## YOUR INSTRUCTIONS
Pick out and copy each line of the data below that contains the word "woman".

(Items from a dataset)
***

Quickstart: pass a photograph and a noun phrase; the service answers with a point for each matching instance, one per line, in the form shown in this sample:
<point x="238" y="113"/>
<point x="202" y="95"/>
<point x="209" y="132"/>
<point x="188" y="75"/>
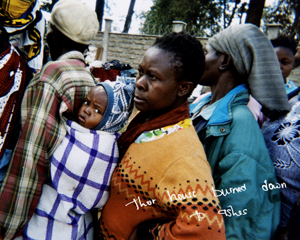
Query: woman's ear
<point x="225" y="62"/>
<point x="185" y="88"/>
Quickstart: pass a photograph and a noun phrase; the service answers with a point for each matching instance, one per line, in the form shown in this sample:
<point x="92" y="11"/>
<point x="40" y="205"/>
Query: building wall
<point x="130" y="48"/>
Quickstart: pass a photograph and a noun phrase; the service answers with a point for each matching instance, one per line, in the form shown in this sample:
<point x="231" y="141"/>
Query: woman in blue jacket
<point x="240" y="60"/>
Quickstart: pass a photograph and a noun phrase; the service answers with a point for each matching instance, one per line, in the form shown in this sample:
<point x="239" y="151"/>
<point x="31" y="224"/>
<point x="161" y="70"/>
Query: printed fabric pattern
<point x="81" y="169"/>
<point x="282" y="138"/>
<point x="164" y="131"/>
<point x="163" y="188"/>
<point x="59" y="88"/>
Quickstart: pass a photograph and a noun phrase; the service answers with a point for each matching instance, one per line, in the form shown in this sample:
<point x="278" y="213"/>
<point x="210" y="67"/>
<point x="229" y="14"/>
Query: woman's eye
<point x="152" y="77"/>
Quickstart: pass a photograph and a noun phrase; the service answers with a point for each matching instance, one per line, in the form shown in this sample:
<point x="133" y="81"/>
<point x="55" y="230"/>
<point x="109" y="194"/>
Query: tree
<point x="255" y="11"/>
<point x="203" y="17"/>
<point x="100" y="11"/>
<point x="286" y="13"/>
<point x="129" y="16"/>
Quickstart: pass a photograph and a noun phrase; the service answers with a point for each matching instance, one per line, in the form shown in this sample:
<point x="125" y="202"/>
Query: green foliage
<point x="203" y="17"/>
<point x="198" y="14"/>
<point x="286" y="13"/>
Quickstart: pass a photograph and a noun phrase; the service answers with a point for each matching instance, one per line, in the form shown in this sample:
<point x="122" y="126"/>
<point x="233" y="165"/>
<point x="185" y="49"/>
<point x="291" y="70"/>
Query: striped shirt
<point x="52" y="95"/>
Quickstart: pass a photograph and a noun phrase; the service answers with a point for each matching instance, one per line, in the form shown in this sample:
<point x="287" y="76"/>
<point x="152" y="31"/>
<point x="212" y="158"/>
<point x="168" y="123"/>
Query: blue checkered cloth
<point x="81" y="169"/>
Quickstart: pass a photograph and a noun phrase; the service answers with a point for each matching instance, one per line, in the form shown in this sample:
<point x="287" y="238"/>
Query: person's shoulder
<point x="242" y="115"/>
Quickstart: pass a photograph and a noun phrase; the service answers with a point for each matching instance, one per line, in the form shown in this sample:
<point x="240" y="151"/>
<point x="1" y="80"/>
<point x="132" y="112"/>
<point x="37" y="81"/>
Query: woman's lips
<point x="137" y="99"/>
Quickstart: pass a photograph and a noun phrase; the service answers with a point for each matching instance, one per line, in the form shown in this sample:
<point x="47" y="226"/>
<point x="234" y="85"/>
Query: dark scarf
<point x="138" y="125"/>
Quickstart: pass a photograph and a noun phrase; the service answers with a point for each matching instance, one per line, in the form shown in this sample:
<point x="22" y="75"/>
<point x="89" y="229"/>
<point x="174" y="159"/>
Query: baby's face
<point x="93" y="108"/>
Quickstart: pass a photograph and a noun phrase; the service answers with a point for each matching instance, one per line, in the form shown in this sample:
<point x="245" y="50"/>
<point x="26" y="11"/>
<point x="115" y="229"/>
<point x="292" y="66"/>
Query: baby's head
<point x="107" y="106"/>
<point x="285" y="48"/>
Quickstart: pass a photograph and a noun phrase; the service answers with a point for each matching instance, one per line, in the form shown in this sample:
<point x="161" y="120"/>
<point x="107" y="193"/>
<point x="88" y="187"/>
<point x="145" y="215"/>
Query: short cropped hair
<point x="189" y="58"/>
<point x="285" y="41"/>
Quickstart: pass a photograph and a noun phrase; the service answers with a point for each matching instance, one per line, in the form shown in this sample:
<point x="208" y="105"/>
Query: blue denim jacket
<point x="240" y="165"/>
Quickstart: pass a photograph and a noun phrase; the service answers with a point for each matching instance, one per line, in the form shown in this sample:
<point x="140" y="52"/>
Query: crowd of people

***

## THE RESULT
Query: woman's ear
Query: woman in blue jacket
Query: woman's eye
Query: woman's lips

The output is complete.